---- Input data

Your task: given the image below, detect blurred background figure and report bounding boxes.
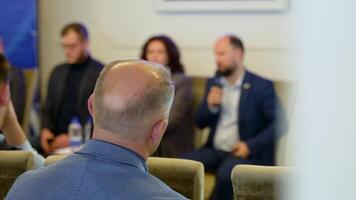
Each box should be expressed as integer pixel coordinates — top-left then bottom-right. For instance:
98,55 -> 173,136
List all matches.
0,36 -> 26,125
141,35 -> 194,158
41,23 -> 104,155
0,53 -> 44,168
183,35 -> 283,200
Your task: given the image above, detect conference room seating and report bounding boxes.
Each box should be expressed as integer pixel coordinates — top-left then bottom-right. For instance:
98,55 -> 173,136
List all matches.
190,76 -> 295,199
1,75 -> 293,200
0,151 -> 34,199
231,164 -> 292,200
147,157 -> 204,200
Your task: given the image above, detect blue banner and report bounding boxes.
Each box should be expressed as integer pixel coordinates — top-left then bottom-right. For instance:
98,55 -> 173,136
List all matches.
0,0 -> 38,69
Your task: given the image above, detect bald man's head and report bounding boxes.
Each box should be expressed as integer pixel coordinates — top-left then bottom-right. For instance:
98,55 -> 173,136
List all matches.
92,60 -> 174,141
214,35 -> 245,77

--------
---- Input data

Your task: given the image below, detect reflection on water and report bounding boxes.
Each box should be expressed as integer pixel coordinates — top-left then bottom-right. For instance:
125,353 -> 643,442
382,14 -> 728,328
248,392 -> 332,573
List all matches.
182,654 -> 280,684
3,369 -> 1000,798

--------
---- Input data

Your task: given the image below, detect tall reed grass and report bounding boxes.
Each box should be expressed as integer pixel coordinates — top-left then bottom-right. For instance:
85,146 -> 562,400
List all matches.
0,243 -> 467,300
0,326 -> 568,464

--------

--- Assignment ---
Among the entries above, which lines include "below"? List them all.

--- Answer area ---
Your task: given the image below, detect blurred background figure and report bounding boxes.
Your task: given the image below, detect reflection on water and report bounding boxes.
Your task: given the image below, detect tall reed grass and report bounding boxes.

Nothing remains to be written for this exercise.